- [Enunciado]: Por favor, redigite o trecho do texto sobre “Torto arado” entre “O centro da” e “resto da vida.”, inclusive.

- [Trecho]:
══════

Escrito por Rogerio Galindo e publicado pelo Plural

Alguma coisa aconteceu com “Torto arado”. Não faz muito tempo, Itamar Vieira Junior era um desconhecido na literatura nacional. Tinha lançado dois livros de contos e só. Em 2018, seu primeiro romance venceu o prêmio LeYa em Portugal e, em seguida, foi comprado pela Todavia para lançamento no Brasil. Em 2019, quando o livro foi publicado ainda não estava claro o barulho que ia fazer. Mas fez.

Do final de 2020 para cá, livro e autor entraram numa maré impressionante. “Torto arado” venceu o Jabuti de melhor romance e o Oceanos, um dos mais importantes prêmios para literatura de língua portuguesa. Itamar Vieira Junior foi convidado para ser colunista do jornal “Folha de S.Paulo” e para uma entrevista no programa “Roda Viva”. Numa matéria do UOL, ele foi chamado de “maior autor brasileiro”.

Uau. Fazia tempo que nada do gênero acontecia no Brasil. Portanto, é justo analisar a obra de Itamar Vieira Junior para tentar entender, afinal de contas, o que é que está acontecendo. O que explica o sucesso de “Torto arado” e por que, de repente, ele aparece na mesinha de cabeceira de Lula ao mesmo tempo que é eleito o “hit do verão” pelo site “Glamurama”?

O centro da trama de “Torto arado” tem duas irmãs pobres e negras na Chapada Diamantina, interior da Bahia. Crianças, elas encontram um facão com uma aura meio sagrada na mala da avó – e num acidente terrível, uma das meninas decepa a própria língua, ficando impossibilitada de falar pelo resto da vida.

══════

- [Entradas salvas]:

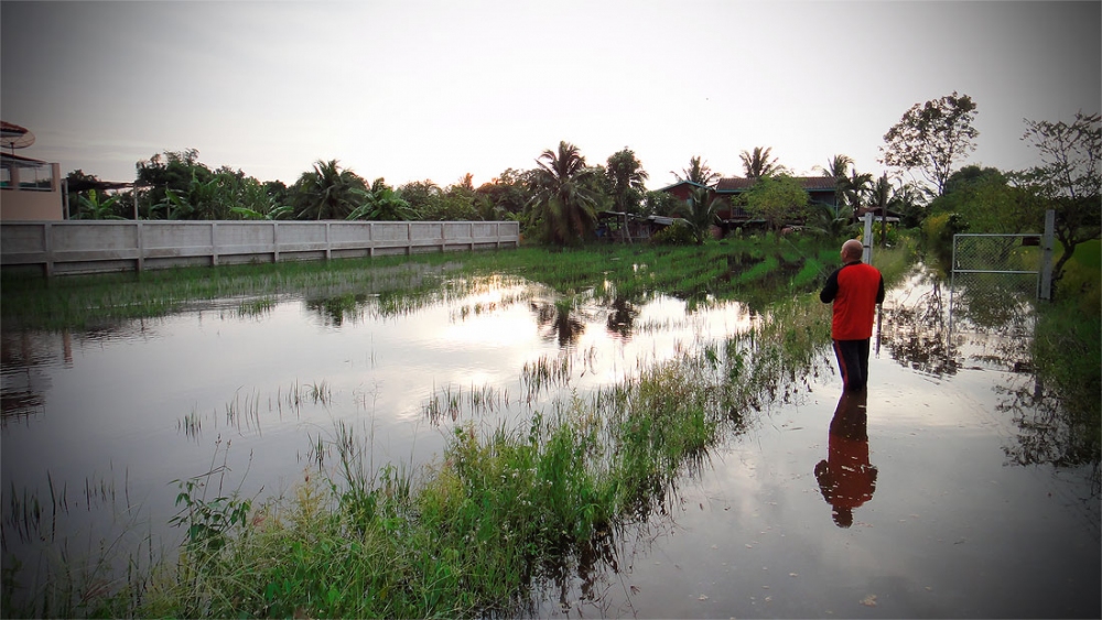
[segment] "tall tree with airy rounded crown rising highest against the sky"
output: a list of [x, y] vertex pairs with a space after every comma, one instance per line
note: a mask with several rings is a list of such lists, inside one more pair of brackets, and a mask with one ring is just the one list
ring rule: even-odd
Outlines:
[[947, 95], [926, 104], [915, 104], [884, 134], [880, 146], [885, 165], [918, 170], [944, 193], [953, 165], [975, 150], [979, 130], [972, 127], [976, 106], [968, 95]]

══════

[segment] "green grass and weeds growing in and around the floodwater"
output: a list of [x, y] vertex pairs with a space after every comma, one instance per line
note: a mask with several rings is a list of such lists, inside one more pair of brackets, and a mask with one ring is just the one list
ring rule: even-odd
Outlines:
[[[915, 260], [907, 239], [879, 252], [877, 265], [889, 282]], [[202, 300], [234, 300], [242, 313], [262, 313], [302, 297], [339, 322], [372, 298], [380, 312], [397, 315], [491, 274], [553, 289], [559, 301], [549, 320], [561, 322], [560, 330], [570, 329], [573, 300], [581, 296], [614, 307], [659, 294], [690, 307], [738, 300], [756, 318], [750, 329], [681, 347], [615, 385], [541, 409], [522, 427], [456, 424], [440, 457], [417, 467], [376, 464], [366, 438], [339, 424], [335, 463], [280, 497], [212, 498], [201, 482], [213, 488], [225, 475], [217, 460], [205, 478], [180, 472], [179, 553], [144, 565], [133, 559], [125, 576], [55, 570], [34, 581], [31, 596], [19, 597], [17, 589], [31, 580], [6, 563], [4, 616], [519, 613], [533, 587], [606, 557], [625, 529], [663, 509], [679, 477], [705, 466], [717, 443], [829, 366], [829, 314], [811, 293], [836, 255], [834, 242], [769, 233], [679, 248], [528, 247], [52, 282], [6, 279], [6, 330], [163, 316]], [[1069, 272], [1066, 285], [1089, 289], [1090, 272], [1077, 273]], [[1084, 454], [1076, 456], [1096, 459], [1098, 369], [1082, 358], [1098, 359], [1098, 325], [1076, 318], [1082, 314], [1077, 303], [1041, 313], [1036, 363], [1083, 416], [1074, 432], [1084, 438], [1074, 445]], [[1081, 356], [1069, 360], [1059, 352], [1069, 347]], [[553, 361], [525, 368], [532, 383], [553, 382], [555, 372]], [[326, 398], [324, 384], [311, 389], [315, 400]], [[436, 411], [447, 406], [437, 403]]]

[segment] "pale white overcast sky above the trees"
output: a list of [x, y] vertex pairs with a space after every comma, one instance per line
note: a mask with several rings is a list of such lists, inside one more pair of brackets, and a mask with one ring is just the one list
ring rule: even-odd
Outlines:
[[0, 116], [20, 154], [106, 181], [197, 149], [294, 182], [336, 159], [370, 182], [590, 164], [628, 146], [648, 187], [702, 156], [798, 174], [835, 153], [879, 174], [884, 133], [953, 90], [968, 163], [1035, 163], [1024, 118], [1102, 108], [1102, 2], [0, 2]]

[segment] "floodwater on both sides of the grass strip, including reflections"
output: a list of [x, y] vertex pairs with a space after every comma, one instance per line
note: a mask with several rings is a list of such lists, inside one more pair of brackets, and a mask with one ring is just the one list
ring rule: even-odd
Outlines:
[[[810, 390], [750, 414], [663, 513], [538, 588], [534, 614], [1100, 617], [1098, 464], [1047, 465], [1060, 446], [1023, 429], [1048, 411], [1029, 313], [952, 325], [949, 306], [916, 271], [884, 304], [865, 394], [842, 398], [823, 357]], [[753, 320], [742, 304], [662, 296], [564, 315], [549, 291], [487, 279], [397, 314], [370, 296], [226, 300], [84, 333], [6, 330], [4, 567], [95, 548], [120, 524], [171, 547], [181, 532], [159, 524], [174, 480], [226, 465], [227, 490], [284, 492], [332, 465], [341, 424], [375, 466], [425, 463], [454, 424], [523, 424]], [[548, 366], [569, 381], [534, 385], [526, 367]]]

══════

- [Resolução]:
O centro da trama de “Torto arado” tem duas irmãs pobres e negras na Chapada Diamantina, interior da Bahia. Crianças, elas encontram um facão com uma aura meio sagrada na mala da avó – e num acidente terrível, uma das meninas decepa a própria língua, ficando impossibilitada de falar pelo resto da vida.